### Exercise instructions
Please revise the records below by changing "place a point" to "mark a point" and leaving everything else unchanged.

──────── Dataset records ────────

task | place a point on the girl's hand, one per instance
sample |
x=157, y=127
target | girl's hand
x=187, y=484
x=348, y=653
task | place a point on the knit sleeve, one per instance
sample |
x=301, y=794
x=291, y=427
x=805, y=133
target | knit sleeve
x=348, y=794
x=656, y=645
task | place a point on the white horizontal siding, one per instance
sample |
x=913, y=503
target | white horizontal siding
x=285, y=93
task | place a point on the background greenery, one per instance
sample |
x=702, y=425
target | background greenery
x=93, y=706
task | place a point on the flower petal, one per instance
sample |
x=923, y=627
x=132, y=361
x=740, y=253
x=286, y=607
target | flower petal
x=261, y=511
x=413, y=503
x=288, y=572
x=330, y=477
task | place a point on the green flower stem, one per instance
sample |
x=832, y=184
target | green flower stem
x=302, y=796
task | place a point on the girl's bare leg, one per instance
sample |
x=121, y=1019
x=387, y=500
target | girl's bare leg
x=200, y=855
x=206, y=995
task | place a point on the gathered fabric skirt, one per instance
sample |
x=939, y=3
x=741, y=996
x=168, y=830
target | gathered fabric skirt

────────

### Full output
task | mark a point on the girl's hand, one per instance
sample |
x=157, y=127
target | girl's hand
x=187, y=484
x=348, y=653
task | mark a point on the knit sleeve, one per instance
sample |
x=301, y=794
x=291, y=427
x=805, y=133
target | knit sleeve
x=348, y=794
x=656, y=645
task | mark a point on the white horizontal siding, one per instance
sample |
x=913, y=503
target | white horizontal siding
x=285, y=93
task | mark a point on the background greenery, one per instance
sample |
x=702, y=425
target | background greenery
x=93, y=706
task | mark a point on the flower petal, one per instance
sample |
x=923, y=627
x=132, y=361
x=740, y=253
x=286, y=607
target | flower petal
x=261, y=511
x=413, y=503
x=288, y=572
x=330, y=477
task | mark a point on the green flower stem, one per instance
sample |
x=832, y=184
target | green flower stem
x=302, y=796
task | mark a point on the girl's bare leg, one per instance
sample |
x=121, y=1019
x=387, y=500
target | girl's bare leg
x=200, y=855
x=206, y=995
task | mark a point on the gathered fabric skirt, one per instance
sample |
x=939, y=3
x=741, y=996
x=168, y=830
target | gathered fabric skirt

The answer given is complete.